* **Short problem**
Gather each line in the records below that contains the string "yellow", and reproduce every such line in full without alteration.

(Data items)
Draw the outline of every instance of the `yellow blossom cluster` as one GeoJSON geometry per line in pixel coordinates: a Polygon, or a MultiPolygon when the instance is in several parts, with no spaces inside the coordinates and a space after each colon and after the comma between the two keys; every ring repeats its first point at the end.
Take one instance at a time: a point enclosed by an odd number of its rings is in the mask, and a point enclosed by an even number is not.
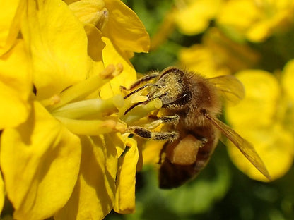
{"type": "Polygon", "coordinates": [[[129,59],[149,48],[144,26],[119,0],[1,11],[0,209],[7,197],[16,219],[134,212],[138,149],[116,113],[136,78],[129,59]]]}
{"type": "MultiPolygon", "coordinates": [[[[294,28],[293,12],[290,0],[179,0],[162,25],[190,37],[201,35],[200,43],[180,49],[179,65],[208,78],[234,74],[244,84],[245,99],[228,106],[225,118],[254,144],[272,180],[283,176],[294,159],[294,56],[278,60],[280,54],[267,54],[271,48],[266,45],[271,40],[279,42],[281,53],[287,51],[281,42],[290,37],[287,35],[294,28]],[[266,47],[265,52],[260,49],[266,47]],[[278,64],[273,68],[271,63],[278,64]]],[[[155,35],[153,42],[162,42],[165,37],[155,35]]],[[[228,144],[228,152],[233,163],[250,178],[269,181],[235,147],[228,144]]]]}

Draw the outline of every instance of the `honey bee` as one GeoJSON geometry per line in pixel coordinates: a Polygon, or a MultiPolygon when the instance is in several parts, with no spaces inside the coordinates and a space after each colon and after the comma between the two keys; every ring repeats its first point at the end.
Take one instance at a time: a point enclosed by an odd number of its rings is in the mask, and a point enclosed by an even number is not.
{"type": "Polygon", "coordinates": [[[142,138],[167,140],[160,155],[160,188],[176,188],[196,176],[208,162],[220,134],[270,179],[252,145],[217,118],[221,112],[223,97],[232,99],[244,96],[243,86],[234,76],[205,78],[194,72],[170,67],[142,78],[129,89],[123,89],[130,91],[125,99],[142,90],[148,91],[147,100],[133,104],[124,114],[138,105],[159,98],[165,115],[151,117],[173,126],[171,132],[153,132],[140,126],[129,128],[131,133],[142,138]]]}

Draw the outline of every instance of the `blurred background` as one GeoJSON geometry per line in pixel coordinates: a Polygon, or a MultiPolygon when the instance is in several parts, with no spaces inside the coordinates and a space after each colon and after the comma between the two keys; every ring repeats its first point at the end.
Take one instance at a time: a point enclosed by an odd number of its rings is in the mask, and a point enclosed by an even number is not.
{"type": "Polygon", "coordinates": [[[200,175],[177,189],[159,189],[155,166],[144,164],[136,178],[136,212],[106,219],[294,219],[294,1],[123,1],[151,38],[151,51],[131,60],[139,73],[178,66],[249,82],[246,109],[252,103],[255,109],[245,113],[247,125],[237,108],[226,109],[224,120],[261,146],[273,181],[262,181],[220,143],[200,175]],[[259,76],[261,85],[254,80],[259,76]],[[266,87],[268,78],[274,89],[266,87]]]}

--

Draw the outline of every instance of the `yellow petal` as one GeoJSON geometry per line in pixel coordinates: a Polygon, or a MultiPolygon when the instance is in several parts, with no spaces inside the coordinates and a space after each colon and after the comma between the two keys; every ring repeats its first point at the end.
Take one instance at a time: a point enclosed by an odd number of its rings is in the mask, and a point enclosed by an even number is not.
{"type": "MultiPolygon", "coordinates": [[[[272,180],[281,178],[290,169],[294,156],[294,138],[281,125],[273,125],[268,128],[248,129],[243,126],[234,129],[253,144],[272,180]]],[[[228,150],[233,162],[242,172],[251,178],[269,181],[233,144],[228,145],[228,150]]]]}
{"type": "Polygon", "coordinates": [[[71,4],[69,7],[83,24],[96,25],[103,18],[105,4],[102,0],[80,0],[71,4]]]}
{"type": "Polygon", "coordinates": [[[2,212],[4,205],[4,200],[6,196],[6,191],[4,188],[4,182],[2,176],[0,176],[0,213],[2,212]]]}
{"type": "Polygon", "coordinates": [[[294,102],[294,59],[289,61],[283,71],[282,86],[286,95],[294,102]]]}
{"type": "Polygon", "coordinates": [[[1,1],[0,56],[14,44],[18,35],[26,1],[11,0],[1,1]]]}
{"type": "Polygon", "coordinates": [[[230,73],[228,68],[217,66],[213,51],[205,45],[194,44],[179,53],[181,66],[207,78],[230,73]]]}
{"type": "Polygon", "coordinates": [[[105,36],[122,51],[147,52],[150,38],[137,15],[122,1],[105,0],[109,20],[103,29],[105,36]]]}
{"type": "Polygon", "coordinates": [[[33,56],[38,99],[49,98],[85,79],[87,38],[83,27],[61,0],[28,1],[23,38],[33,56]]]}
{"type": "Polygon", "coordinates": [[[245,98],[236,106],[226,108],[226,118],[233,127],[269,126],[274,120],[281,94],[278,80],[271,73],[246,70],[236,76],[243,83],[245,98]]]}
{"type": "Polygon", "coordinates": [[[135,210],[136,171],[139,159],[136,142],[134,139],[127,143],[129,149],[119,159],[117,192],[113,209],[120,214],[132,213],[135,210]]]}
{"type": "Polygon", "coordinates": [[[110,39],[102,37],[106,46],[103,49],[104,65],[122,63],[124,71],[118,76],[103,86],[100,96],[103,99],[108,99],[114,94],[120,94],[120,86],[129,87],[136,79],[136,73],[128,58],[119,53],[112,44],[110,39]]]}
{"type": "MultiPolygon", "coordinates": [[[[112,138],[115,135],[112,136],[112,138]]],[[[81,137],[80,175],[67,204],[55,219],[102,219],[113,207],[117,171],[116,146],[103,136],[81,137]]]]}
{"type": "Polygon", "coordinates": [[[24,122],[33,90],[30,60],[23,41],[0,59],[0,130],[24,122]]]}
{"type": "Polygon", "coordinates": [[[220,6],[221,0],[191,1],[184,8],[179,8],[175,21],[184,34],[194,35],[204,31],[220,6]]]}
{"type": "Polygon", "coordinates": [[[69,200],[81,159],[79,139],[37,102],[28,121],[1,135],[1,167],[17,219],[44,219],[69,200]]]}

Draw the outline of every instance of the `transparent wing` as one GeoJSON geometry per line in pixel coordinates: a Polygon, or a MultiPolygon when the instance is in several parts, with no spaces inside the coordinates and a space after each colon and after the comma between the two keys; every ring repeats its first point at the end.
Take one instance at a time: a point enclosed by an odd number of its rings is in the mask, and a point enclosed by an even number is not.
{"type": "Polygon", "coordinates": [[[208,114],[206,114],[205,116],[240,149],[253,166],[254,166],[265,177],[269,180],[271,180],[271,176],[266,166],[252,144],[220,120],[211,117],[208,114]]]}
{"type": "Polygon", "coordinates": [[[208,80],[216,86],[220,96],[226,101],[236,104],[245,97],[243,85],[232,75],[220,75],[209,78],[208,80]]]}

* **Task result**
Draw the outline of every instance of the `yellow blossom cluster` as one GeoJSON geometry per line in pixel coordinates: a Polygon, or a MultiPolygon when the instance is in several parts, with no spaces inside the coordinates and a space after each colon and after the comma between the two keys; every ring repeats its first point at the end.
Draw the outline of every instance of the `yellow petal` as one GeoJSON geometry per line in pixel coordinates: a Polygon, or a MultiPolygon when the instance is in several parts, with no spaces inside the coordinates and a space after each colon and after the comma between the two keys; every ring repeats its first point at the end.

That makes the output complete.